FRAGMENTO DEL DOCUMENTO =>
En tanto relatos literarios capaces de hablar más de nuestro presente que de nuestro futuro, los apocalipsis emergentes están hoy tan capacitados para cuestionar radicalmente nuestra tendencia a desplazar los Últimos Hechos como para entender mejor un error grave en nuestro posicionamiento político en el medio del mundo: que, posponiendo en el tiempo esos hechos, posponemos también nuestras propias responsabilidades presentes. El desaliento que ya ha promulgado nuestra cultura no niega más que la posibilidad de que haya un futuro, especialmente si se trata de un futuro en el que dignamente podamos caber todos. No resulta extraño, pues, que en el orden del día establecido cada vez se intensifique más ese particular interés que ideológicamente se dirige a sembrar estados colectivos de impotencia, haciendo limitar los apocalipsis al relato de una mera catástrofe, borrando intencionalmente el hecho de que, en su aportación política más decisiva, el relato apocalíptico relata algo mucho más crucial: que lo que cae no es el mundo, sino el poder de un mundo, el que rige este mundo.

INFORMACIÓN PROPORCIONADA =>
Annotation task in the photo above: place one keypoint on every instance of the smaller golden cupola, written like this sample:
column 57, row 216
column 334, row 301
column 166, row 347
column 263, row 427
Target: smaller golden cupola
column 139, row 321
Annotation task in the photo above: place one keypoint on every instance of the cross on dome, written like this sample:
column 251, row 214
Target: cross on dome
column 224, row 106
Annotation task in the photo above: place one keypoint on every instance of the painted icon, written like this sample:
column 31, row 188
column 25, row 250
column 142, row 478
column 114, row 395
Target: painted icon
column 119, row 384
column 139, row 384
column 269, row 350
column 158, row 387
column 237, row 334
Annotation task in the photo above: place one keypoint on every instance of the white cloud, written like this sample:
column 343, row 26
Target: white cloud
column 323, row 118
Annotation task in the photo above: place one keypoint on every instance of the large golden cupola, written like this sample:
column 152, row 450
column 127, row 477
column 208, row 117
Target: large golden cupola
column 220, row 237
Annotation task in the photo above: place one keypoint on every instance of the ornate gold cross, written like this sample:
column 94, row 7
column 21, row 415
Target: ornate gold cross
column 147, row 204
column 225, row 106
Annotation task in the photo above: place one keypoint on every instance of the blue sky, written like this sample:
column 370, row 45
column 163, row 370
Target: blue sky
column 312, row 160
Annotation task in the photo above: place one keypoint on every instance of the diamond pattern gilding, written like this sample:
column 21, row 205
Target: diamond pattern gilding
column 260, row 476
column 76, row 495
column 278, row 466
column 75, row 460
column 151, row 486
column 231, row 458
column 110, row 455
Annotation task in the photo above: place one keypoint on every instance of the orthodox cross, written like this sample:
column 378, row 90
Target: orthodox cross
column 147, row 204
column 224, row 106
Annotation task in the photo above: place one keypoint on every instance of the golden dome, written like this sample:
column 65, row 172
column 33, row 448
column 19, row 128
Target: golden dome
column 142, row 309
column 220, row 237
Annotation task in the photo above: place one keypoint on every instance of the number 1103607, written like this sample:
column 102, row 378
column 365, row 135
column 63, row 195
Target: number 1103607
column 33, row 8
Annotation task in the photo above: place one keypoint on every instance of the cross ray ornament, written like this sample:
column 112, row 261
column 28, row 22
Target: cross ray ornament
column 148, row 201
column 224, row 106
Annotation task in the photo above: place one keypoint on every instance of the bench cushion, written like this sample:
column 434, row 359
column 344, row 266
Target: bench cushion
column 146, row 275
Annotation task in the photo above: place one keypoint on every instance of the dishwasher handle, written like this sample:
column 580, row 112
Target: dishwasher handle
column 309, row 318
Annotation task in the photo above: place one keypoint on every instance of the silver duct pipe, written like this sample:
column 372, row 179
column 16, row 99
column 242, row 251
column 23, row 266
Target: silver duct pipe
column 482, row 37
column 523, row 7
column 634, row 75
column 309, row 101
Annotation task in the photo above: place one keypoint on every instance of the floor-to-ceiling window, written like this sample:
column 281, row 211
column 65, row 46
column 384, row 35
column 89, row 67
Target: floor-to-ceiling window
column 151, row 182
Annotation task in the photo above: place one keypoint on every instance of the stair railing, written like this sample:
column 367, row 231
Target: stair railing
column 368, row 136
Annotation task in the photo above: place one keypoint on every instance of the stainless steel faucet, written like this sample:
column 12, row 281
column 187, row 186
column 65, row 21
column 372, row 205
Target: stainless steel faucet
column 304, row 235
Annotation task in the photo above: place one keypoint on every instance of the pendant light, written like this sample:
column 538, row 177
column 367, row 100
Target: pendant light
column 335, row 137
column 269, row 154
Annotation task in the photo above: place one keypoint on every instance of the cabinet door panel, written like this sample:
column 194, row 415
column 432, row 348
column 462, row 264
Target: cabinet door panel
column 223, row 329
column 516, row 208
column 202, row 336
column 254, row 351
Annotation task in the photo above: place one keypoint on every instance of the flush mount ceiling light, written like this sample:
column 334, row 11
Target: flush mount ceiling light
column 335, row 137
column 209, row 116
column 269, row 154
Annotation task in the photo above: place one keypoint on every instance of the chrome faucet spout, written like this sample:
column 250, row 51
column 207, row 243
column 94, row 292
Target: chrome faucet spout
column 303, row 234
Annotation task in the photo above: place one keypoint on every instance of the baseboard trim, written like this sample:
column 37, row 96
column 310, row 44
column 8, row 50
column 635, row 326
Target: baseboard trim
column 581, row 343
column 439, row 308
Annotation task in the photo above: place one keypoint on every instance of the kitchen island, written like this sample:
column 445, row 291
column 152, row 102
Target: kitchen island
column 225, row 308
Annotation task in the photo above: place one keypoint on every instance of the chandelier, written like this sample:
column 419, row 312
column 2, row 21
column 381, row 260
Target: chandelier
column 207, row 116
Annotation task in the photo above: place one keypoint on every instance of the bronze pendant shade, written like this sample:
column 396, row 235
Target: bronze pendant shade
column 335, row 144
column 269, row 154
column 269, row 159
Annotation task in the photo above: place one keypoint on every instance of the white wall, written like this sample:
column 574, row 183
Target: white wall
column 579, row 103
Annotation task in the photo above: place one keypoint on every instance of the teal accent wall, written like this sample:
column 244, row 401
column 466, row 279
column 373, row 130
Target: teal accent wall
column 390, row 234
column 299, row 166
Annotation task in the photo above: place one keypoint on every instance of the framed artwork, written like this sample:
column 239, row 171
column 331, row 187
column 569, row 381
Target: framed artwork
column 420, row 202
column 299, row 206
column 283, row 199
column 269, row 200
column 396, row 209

--

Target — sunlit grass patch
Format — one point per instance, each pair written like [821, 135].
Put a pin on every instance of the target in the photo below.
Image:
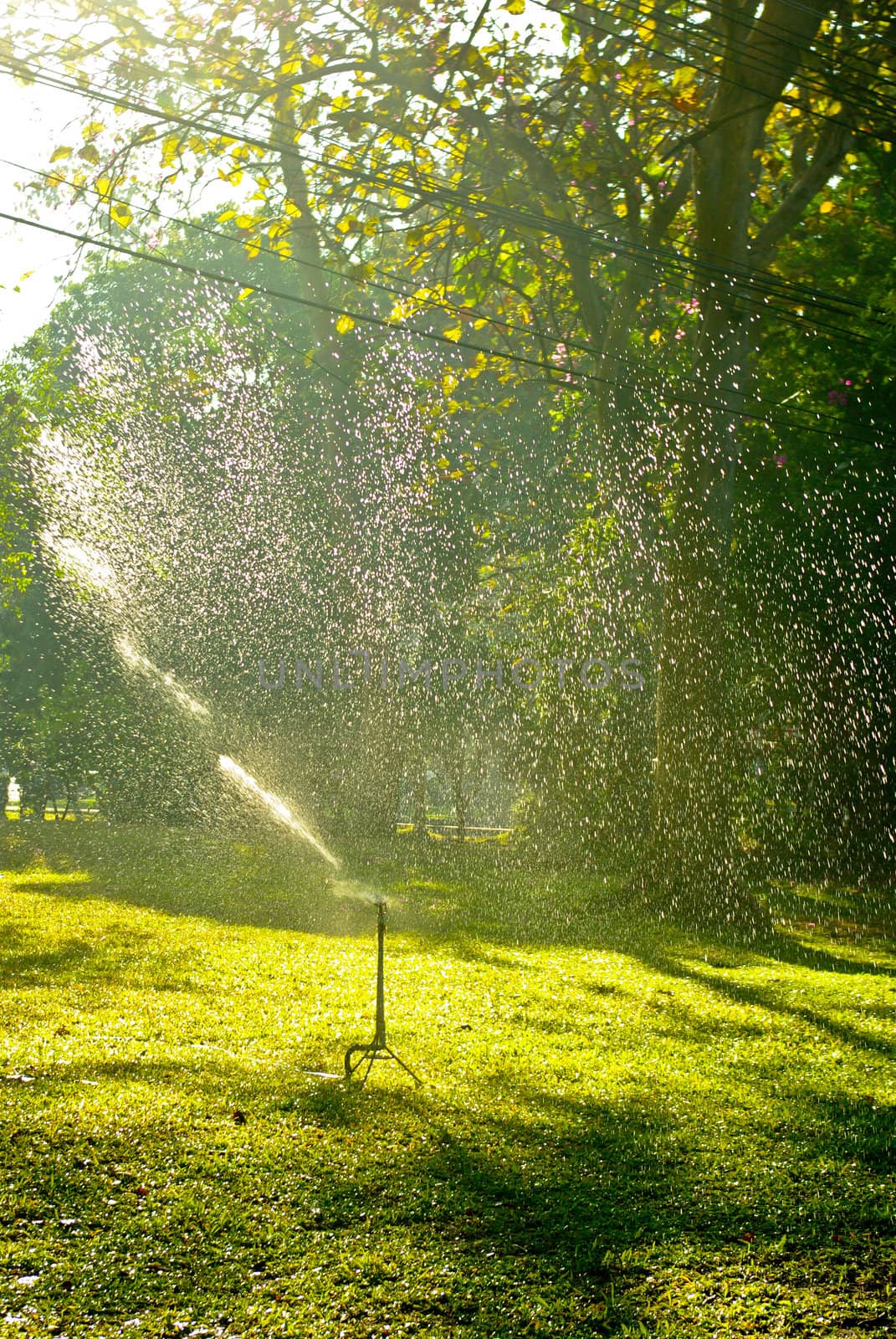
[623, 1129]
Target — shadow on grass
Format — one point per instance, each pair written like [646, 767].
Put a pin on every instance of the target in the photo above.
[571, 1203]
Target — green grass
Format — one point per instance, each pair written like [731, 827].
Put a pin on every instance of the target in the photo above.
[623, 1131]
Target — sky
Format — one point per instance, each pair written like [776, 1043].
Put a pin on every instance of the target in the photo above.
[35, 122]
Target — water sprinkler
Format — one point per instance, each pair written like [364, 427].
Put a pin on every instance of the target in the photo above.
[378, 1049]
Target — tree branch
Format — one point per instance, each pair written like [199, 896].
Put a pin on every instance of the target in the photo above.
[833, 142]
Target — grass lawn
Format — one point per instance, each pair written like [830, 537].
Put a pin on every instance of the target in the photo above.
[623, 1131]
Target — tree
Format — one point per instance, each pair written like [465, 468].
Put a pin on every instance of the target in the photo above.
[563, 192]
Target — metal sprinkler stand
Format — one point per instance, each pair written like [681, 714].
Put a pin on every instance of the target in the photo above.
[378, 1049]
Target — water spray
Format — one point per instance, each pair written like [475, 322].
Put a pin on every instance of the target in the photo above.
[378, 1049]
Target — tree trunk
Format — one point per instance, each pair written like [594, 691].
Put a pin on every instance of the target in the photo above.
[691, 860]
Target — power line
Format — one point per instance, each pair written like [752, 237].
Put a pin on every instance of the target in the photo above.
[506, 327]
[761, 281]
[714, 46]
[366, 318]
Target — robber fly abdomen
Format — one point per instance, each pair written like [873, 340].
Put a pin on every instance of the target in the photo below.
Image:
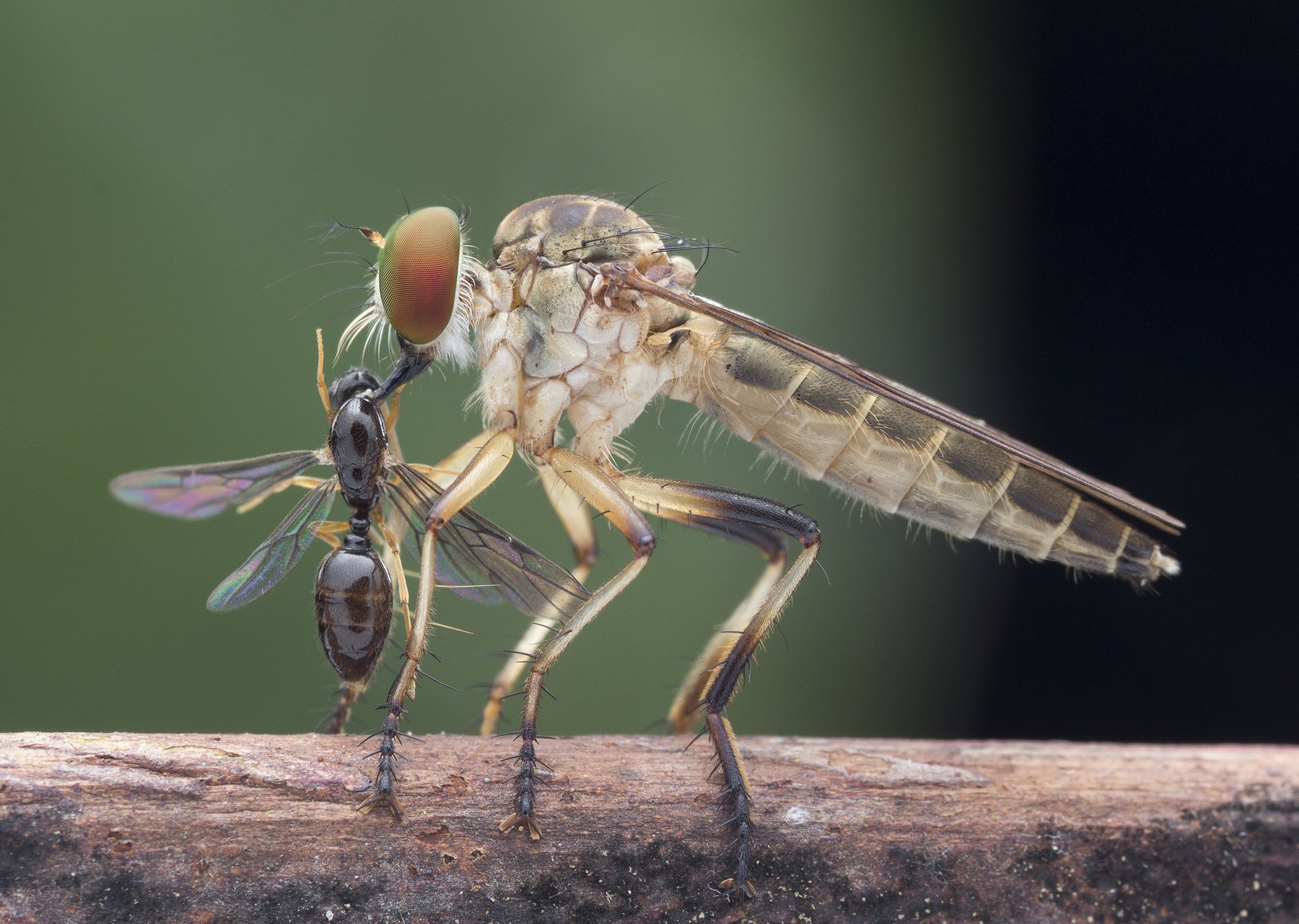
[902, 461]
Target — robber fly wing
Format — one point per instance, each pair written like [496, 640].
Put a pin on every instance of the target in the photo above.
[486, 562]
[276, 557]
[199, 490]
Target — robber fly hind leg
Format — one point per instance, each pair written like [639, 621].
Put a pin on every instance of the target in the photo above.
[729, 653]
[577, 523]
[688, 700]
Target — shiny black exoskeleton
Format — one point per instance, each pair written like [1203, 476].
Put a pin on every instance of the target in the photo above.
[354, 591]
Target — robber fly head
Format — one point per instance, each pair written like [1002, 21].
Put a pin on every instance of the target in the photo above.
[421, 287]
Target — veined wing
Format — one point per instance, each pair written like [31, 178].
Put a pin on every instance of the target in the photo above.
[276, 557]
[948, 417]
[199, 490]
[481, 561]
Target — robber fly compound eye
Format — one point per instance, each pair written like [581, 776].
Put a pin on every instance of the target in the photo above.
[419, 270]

---

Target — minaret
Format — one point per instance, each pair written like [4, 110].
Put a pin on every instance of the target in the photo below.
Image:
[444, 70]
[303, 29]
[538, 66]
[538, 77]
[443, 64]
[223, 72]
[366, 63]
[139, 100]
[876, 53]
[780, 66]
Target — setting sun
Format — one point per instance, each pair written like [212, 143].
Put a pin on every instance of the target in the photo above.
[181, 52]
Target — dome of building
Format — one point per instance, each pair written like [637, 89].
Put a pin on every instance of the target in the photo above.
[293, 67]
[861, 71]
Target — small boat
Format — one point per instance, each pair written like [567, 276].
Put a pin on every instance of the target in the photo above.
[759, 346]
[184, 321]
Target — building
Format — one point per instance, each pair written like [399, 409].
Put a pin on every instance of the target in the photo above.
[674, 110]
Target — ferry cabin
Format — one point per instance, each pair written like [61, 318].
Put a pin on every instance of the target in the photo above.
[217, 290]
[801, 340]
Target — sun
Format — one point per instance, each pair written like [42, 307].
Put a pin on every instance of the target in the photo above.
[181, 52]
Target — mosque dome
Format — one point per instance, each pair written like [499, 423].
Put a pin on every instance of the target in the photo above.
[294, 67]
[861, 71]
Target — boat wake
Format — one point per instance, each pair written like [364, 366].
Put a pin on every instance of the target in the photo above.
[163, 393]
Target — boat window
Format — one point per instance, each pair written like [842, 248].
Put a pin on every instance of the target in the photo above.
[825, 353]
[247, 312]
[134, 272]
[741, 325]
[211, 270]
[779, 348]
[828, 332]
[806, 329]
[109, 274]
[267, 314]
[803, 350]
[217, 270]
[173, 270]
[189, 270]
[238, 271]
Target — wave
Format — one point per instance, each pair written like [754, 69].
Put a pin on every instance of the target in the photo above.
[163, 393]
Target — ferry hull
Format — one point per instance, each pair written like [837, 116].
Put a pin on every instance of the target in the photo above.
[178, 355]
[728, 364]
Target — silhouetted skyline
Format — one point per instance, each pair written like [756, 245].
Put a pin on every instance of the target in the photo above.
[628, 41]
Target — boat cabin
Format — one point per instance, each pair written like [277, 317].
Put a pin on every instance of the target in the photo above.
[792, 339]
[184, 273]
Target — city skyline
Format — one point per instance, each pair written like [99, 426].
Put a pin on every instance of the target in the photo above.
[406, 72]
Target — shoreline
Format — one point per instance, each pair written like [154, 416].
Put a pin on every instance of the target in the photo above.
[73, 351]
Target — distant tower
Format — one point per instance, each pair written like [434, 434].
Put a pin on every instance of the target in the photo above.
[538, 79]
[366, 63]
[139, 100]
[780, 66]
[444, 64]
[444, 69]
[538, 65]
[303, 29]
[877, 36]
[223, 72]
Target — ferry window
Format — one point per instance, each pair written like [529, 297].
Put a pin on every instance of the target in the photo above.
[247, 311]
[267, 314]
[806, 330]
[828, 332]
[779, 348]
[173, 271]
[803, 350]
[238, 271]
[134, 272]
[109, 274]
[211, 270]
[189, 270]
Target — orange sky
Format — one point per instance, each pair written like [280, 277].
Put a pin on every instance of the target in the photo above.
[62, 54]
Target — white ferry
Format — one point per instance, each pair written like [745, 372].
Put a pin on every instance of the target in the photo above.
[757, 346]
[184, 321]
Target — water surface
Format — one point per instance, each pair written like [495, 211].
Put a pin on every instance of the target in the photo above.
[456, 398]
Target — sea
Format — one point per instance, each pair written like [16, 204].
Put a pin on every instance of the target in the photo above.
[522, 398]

TRABAJO REQUERIDO =>
[A] Responda estas preguntas sobre el fragmento acerca de los apocalipsis emergentes:
(i) ¿De qué son capaces de hablar más estos relatos, de nuestro presente o de nuestro futuro?
(ii) ¿Qué otra cosa posponemos al posponer en el tiempo los Últimos Hechos?
(iii) Según el relato apocalíptico, ¿qué es lo que cae?
[B] Retome el fragmento sobre los apocalipsis emergentes y continúelo a partir de su última oración.
Las filas no guardan relación alguna con lo que aquí se solicita.

RESPUESTAS REDACTADAS =>
[A]
(i) De nuestro presente.
(ii) Nuestras propias responsabilidades presentes.
(iii) No el mundo, sino el poder de un mundo, el que rige este mundo.

[B]
Así que: lo que de ahí surge es una vida más plena para una tierra esperanzadamente más justa, aunque el alguien que lee, y el alguien que escribe, se preguntan si también es hora de anticipar, como pensara antes Pasolini, nuestra propia consternación ante la probabilidad de que, alcanzadas ya todas sus posibilidades y tras convertir la desesperación en determinación para el dominio, el fascismo muestre en esos días su rostro final, y si es tiempo de emprender, ahora y necesariamente organizándonos, algún tipo de acción.


* * *

Pero antes de que todo eso pase, alguien escribe un poema.

Un texto, no otro, un texto en concreto, un informe, caja negra del mundo, un algo que acompaña, un dispositivo de palabras que tiene consecuencias, o que se abre en canal para poder alterarlas, un artefacto de legitimaciones que eligió justificar determinados modos de vida, o que elige no hacerlo. Eso es lo que escribe, en el mientras tanto del presente inmediato, justo en el que se escribe también una poesía dignamente vulnerable pero también capacitada para acompañar procesos generosos de solidaridad e interdependencia y acciones políticas de emancipación, custodia y apoyo mutuo. En el corazón de los mil vínculos, eso es lo que escribe. Y eso, lo que querremos acompañar.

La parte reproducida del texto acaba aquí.